Dataset excerpt:
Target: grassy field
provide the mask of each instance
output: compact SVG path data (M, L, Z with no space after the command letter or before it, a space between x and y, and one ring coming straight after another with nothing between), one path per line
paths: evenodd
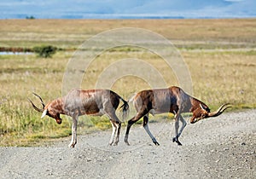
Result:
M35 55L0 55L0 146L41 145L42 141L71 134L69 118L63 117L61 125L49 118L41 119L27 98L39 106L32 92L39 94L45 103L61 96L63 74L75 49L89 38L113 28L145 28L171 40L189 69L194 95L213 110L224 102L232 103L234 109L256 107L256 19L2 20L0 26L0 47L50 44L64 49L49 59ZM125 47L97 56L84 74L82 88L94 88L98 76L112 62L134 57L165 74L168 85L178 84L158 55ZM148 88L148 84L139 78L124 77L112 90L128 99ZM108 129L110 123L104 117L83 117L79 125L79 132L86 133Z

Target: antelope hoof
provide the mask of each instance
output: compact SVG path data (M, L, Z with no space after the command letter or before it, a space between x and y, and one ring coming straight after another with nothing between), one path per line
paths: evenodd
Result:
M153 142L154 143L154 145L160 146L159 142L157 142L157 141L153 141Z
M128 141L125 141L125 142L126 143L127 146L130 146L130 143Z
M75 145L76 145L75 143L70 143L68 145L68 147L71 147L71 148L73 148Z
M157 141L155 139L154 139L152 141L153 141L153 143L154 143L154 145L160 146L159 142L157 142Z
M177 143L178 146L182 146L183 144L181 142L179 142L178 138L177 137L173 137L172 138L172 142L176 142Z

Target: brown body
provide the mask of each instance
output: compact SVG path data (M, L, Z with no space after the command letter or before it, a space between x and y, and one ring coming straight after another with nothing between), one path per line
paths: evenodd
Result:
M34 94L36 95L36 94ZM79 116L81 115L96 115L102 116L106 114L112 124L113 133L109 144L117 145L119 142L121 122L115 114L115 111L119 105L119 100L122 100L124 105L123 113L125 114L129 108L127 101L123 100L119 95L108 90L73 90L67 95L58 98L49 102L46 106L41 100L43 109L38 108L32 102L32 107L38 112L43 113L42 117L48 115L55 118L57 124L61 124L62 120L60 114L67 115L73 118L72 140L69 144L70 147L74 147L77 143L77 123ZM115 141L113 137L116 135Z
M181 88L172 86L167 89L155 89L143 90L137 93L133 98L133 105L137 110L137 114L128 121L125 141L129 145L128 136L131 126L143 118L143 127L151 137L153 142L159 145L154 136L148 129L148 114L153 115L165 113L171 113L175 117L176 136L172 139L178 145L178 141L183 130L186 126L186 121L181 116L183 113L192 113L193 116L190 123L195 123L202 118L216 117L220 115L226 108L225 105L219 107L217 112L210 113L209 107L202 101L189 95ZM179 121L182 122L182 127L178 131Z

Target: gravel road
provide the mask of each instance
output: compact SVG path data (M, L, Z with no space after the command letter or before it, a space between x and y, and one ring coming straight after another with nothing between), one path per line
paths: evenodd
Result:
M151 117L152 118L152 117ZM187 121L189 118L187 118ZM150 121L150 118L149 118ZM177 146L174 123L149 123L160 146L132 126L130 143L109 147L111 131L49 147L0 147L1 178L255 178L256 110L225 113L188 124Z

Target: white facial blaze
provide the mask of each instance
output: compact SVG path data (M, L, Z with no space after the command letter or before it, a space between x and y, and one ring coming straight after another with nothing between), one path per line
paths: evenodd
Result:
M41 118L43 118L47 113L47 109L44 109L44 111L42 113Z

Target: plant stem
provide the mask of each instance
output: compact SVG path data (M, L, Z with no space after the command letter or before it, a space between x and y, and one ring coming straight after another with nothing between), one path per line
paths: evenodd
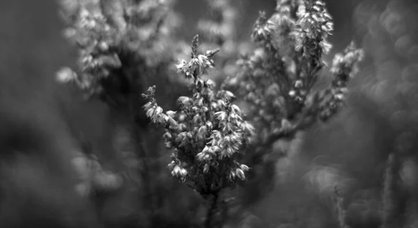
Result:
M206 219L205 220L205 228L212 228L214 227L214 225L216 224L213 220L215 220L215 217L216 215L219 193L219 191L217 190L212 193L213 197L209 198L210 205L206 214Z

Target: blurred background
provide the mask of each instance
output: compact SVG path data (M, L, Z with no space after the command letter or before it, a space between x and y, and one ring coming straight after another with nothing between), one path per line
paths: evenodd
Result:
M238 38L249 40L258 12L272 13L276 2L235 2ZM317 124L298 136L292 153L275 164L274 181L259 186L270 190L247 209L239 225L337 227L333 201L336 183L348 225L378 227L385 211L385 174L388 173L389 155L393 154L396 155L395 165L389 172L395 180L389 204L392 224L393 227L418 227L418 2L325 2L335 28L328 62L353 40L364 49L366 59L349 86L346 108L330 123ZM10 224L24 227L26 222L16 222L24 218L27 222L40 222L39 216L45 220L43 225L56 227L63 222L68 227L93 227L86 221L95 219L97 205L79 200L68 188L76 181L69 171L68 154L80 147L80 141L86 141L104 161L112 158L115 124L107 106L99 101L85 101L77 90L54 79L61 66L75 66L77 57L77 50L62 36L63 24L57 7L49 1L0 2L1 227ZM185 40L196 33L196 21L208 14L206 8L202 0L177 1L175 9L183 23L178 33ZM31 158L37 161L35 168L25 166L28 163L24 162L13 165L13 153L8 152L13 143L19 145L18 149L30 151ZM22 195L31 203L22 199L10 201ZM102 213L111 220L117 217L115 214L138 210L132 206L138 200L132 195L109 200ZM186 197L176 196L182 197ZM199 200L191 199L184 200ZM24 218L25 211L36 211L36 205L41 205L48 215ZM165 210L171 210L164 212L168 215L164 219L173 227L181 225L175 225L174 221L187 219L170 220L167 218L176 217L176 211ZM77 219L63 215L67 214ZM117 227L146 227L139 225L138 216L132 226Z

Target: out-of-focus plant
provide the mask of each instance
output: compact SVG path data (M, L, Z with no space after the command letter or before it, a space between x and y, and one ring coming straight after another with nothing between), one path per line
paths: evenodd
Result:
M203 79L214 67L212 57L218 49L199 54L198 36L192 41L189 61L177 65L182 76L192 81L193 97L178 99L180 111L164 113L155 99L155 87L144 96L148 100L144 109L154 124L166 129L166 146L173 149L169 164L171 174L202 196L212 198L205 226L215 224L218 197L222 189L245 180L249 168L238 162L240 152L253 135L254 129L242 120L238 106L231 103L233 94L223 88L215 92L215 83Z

## Exercise details
Rewrite every line of the records above as a JSON list of strings, one string per line, leaving out blank lines. Leave the pictures out of the answer.

## Solution to this exercise
[
  "Target: grassy field",
  "provide the mask of each instance",
  "output: compact SVG path data (M, L, Z with no space after the command letter or before it, a space between x and y, and one ring coming straight after another with nothing between), one path per line",
  "paths: evenodd",
  "Result:",
  "M35 55L0 55L0 146L41 145L42 141L71 134L69 118L63 117L61 125L49 118L41 119L27 98L39 106L32 92L39 94L45 103L61 96L63 74L75 49L89 38L113 28L145 28L171 40L189 69L194 95L213 110L224 102L232 103L234 109L256 107L256 19L2 20L0 26L0 47L50 44L64 49L49 59ZM125 47L97 56L84 74L82 88L94 88L98 76L112 62L134 57L165 74L168 85L178 84L158 55ZM148 88L148 84L139 78L124 77L112 90L128 99ZM108 129L110 123L104 117L83 117L79 125L79 132L86 133Z",
  "Target: antelope hoof",
  "provide the mask of each instance",
  "output: compact SVG path data (M, L, Z with no space after the command letter or before it, a space between x and y, and one ring coming straight after another with nothing between), one path per line",
  "paths: evenodd",
  "Result:",
  "M153 142L154 143L154 145L160 146L159 142L157 142L157 141L153 141Z",
  "M128 141L125 141L125 142L126 143L127 146L130 146L130 143Z",
  "M75 145L76 145L75 143L70 143L68 145L68 147L71 147L71 148L73 148Z",
  "M157 141L155 139L154 139L152 141L153 141L153 143L154 143L154 145L160 146L159 142L157 142Z",
  "M177 143L178 146L182 146L183 144L181 142L179 142L178 138L177 137L173 137L172 138L172 142L176 142Z",
  "Target: brown body",
  "provide the mask of each instance",
  "output: compact SVG path data (M, L, Z with no space after the command letter or before it, a space between x and y, and one ring coming straight after another with nothing between), one path per line",
  "paths: evenodd",
  "Result:",
  "M34 94L36 95L36 94ZM79 116L81 115L96 115L102 116L106 114L112 124L113 133L109 144L117 145L119 142L121 122L115 114L115 111L119 105L119 100L122 100L124 105L123 113L125 114L129 108L127 101L123 100L119 95L108 90L73 90L67 95L58 98L49 102L46 106L41 100L43 109L38 108L32 102L32 107L38 112L43 113L42 117L48 115L55 118L57 124L61 124L62 120L60 114L67 115L73 118L72 140L69 144L70 147L74 147L77 143L77 123ZM115 141L113 137L116 135Z",
  "M181 88L172 86L167 89L155 89L143 90L137 93L133 98L133 105L137 110L137 114L128 121L125 141L129 145L128 136L131 126L143 118L143 127L151 137L153 142L159 145L154 136L148 129L148 114L153 115L165 113L171 113L175 117L176 136L172 139L178 145L178 141L183 130L186 126L186 121L181 116L183 113L192 113L193 116L190 123L195 123L202 118L216 117L220 115L226 108L225 105L219 107L217 112L210 113L209 107L202 101L189 95ZM179 121L182 122L182 127L178 131Z",
  "Target: gravel road",
  "provide the mask of each instance",
  "output: compact SVG path data (M, L, Z with no space after the command letter or before it, a space between x and y, and one ring coming straight after another with nothing between), one path per line",
  "paths: evenodd",
  "Result:",
  "M151 117L152 118L152 117ZM187 121L189 118L187 118ZM150 121L150 118L149 118ZM177 146L174 123L149 123L160 146L132 126L130 143L109 147L111 131L49 147L0 147L1 178L255 178L256 110L225 113L188 124Z",
  "Target: white facial blaze",
  "provide the mask of each instance",
  "output: compact SVG path data (M, L, Z with no space after the command letter or before it, a space between x and y, and one ring coming straight after another with nothing between), one path per line",
  "paths: evenodd",
  "Result:",
  "M41 118L43 118L47 113L47 109L44 109L44 111L42 113Z",
  "Target: plant stem",
  "provide the mask of each instance",
  "output: compact SVG path data (M, L, Z with no space after the command letter or before it, a space between x and y, and one ring coming straight after another with nothing between), one path per line",
  "paths: evenodd",
  "Result:",
  "M206 219L205 220L205 228L212 228L214 227L214 225L216 224L213 220L215 220L215 217L216 215L219 193L219 191L217 190L212 193L213 197L209 198L210 205L206 214Z",
  "Target: blurred background",
  "provide the mask of each instance",
  "output: compact SVG path data (M, L, Z with no space after the command letter or before it, a space between x and y, and one ring coming straight after another with nothing between), one path per line",
  "paths: evenodd",
  "Result:",
  "M238 38L249 40L258 12L272 13L276 2L235 2ZM317 124L298 136L292 153L275 164L274 181L259 186L270 190L247 209L239 225L337 227L333 201L336 183L348 225L378 227L385 211L385 174L388 173L389 155L393 154L396 155L395 165L389 172L395 180L389 204L392 224L393 227L418 227L418 2L325 2L335 28L328 62L353 40L364 49L366 59L349 86L346 108L330 123ZM10 224L24 227L26 222L16 222L24 218L27 222L40 222L39 216L45 220L43 225L56 227L63 222L68 227L93 227L86 221L95 219L97 205L79 200L68 188L76 181L69 171L68 154L80 147L80 141L86 141L104 161L112 158L115 124L107 106L99 101L85 101L77 90L54 79L61 66L75 66L77 57L77 50L62 36L63 24L57 7L49 1L0 2L1 227ZM185 40L196 33L196 21L208 14L206 8L202 0L177 1L175 9L183 23L178 33ZM31 158L37 161L35 168L25 166L28 163L24 162L13 165L13 153L8 152L13 143L19 145L18 149L30 151ZM22 195L31 203L22 199L10 201ZM102 213L111 220L117 217L115 214L138 210L132 206L138 200L132 195L109 200ZM186 197L176 196L182 197ZM199 200L191 199L184 200ZM24 218L25 211L36 211L36 205L41 205L48 215ZM165 210L171 210L164 212L168 215L164 219L173 227L181 225L175 225L174 221L187 219L170 220L167 218L176 217L176 211ZM77 219L63 215L67 214ZM117 227L146 227L139 225L138 216L132 226Z",
  "Target: out-of-focus plant",
  "provide the mask of each instance",
  "output: compact SVG path data (M, L, Z with no space after the command letter or before it, a space between x and y, and one ring coming straight after another with nothing between), one path per line",
  "paths: evenodd",
  "Result:",
  "M203 79L214 67L212 57L218 49L199 54L198 36L192 41L189 61L177 65L182 76L192 81L193 97L178 99L180 111L164 113L155 99L155 87L144 96L148 100L144 109L154 124L166 129L166 146L173 149L169 164L171 174L202 196L212 198L205 226L215 224L218 197L222 189L245 180L249 168L238 162L240 152L253 135L254 129L242 120L238 106L231 103L233 94L223 88L215 92L215 83Z"
]